ALCo provided motive power for the Rebel streamliners in 1935, but remained focused on low-power applications while General Motors (owner of EMC) was developing reliable diesel power for full-size mainline trains. In 1939, ALCo started production of passenger diesel locomotives to compete with those produced by EMC.  The following year, ALCo entered into a partnership with General Electric (Alco-GE), for much-needed support in its efforts to compete with EMC. In 1941 ALCo introduced the RS-1, the first road-switcher locomotive. The versatile road-switcher design gained favor for short-haul applications, which would provide ALCo a secure market niche through the 1940s. The entry of the United States into World War II froze ALCo's development of road diesel locomotives. 

During that time, ALCo was allocated the construction of diesel switching locomotives, their new road-switcher locomotives, a small quantity of ALCO DL-109 dual-service engines and its proven steam designs, while EMD (formerly EMC) was allocated the construction of mainline road freight diesels (the production of straight passenger-service engines was prohibited by the War Production Board). The postwar era saw ALCo's steam products fall out of favor while it struggled to develop mainline diesel locomotives competitive with EMD's E and F series road locomotives, which were well-positioned from GM-EMC's large development efforts of the 1930s and its established service infrastructure.  ALCo would prove unable to overcome that lead.

## [Written exercise 1]
Show every line of the records below that contains the string "person", treating uppercase and lowercase letters as different.

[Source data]
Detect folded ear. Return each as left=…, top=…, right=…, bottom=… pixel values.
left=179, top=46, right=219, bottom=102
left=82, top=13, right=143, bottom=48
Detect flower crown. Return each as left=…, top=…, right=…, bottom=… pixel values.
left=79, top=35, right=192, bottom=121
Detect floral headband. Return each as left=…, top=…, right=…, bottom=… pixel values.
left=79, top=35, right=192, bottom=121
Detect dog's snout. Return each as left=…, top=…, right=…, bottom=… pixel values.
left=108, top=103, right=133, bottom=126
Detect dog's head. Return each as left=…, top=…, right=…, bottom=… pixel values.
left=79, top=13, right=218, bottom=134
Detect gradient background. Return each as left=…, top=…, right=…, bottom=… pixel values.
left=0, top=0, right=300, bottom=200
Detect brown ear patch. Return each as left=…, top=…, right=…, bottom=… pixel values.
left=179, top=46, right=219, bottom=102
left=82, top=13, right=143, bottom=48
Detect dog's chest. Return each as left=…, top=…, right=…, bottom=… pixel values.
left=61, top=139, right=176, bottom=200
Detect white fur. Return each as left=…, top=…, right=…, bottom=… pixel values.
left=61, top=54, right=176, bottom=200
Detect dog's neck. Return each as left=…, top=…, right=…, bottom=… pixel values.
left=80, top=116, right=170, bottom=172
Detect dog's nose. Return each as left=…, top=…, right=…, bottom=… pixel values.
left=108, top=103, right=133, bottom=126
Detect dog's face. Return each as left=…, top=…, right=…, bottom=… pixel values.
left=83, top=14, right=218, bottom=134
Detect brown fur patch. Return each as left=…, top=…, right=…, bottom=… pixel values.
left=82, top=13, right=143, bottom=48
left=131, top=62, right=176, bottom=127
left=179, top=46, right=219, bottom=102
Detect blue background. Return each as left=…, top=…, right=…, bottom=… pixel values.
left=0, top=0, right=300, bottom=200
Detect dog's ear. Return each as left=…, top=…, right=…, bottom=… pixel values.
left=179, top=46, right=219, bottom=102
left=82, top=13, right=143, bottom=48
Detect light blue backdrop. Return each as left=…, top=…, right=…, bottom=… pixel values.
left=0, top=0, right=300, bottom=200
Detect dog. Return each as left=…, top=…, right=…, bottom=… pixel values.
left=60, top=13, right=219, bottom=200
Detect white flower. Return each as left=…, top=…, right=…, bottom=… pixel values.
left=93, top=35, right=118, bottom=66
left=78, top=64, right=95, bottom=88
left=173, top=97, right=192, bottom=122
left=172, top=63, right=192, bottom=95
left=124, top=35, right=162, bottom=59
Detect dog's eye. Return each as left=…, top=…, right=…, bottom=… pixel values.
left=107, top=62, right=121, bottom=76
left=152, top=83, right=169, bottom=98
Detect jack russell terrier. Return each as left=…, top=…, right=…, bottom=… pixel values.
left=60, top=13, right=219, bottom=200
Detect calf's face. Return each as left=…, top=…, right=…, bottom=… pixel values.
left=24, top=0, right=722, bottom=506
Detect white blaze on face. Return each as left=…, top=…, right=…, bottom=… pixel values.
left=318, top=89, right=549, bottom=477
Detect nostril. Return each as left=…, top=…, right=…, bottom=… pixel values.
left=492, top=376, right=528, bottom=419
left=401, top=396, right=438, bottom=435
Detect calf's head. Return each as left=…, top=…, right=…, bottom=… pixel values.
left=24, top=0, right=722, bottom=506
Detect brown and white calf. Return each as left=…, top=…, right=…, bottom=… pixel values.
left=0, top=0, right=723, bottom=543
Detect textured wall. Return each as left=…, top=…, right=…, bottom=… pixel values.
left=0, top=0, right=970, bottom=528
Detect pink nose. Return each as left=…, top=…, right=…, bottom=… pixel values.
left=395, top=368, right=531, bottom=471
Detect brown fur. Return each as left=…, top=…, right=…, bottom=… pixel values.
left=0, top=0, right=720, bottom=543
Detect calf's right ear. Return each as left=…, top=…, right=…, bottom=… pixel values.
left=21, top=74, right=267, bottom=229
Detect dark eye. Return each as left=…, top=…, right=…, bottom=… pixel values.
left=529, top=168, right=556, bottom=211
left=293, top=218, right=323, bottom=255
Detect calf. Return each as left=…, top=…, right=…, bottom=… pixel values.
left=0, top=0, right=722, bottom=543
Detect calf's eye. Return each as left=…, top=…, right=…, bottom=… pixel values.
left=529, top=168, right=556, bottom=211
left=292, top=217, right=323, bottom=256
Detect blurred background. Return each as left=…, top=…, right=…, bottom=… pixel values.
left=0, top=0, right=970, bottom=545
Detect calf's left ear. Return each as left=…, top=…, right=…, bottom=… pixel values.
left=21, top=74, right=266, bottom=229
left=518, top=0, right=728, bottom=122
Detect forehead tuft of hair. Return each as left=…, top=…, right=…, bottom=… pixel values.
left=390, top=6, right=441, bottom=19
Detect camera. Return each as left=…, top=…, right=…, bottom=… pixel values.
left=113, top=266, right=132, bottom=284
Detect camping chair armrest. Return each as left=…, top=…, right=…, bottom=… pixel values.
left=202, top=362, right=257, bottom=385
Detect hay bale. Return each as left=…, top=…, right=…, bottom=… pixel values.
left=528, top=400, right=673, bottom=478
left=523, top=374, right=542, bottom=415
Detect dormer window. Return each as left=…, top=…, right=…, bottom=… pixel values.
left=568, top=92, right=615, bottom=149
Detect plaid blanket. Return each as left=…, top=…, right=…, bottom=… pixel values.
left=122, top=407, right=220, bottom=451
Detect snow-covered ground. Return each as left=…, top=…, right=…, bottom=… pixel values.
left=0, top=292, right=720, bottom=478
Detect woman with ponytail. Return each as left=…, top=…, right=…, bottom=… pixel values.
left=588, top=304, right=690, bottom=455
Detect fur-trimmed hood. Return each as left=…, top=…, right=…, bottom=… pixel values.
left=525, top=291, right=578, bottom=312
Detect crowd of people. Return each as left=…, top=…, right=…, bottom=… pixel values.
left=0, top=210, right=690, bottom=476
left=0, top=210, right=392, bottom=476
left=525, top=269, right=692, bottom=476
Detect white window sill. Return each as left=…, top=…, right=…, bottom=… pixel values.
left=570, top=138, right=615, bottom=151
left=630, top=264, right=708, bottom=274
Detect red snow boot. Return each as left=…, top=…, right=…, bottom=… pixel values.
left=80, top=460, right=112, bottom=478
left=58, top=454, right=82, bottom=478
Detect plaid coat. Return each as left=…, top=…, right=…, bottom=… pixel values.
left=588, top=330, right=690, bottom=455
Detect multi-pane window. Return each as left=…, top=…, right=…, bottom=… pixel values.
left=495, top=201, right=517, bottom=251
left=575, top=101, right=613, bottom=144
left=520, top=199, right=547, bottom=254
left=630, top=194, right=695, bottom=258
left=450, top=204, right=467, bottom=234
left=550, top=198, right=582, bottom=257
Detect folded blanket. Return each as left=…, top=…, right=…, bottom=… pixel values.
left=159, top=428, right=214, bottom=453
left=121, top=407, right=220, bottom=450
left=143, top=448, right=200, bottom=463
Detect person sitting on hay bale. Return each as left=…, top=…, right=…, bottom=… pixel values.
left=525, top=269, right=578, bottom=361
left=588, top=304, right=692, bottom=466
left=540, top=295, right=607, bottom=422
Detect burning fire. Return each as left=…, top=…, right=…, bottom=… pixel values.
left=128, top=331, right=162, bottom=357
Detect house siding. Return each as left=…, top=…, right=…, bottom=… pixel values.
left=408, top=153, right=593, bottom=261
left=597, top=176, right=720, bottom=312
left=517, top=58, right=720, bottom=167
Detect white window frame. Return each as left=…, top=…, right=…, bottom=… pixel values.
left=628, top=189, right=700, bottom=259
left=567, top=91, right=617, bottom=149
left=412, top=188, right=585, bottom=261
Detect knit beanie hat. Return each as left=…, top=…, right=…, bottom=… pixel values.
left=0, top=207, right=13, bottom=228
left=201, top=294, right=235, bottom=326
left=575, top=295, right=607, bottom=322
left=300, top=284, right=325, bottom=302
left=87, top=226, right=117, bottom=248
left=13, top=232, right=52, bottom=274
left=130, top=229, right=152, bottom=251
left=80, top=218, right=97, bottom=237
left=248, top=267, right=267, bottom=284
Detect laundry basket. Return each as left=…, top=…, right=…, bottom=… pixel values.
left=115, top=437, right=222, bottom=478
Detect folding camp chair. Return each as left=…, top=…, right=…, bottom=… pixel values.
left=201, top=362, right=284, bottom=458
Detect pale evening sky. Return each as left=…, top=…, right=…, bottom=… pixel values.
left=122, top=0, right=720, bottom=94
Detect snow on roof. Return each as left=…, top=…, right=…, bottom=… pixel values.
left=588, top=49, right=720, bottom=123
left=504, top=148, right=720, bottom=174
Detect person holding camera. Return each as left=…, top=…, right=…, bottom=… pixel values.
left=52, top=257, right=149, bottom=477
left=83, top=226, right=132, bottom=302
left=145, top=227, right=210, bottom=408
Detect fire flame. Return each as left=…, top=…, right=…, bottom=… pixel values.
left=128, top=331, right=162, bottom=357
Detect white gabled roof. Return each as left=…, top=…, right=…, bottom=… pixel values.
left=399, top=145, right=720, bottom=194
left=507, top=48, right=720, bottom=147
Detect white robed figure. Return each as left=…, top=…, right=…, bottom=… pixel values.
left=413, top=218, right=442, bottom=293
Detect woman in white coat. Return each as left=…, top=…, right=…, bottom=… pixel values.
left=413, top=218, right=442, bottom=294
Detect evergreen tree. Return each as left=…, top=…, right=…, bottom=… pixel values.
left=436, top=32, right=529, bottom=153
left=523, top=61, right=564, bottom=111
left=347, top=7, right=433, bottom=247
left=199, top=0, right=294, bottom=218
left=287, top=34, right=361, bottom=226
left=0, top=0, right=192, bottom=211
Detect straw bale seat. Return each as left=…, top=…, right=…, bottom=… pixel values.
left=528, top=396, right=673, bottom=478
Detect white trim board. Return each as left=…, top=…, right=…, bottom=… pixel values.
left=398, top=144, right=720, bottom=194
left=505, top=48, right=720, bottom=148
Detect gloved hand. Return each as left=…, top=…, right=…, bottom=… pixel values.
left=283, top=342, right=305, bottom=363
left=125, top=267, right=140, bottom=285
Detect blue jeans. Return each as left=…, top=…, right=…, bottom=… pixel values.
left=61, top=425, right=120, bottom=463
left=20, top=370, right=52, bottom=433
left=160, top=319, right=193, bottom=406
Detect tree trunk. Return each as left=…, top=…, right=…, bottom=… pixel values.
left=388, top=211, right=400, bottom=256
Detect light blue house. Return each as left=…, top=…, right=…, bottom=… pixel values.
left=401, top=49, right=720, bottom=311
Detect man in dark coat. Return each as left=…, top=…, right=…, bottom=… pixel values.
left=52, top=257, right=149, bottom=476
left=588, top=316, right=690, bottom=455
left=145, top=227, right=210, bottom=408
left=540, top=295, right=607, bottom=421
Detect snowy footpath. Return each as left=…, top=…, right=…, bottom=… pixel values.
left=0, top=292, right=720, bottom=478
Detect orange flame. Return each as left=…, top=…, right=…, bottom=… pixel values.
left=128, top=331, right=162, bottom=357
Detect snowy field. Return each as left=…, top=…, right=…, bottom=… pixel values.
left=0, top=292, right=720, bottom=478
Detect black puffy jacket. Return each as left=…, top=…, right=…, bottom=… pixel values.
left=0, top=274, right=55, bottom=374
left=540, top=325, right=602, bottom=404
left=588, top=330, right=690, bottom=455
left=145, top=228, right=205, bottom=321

## [Written exercise 2]
Answer these questions about the passage on ALCo:
(a) In what year did ALCo introduce the RS-1?
(b) Which company did ALCo enter into a partnership with to help it compete with EMC?
(c) What did the War Production Board prohibit?

## [Full output 1]
Detect person sitting on hay bale. Return each as left=…, top=…, right=…, bottom=… pixel values.
Detect person holding camera. Return each as left=…, top=…, right=…, bottom=… pixel values.

## [Full output 2]
(a) 1941
(b) General Electric
(c) The production of straight passenger-service engines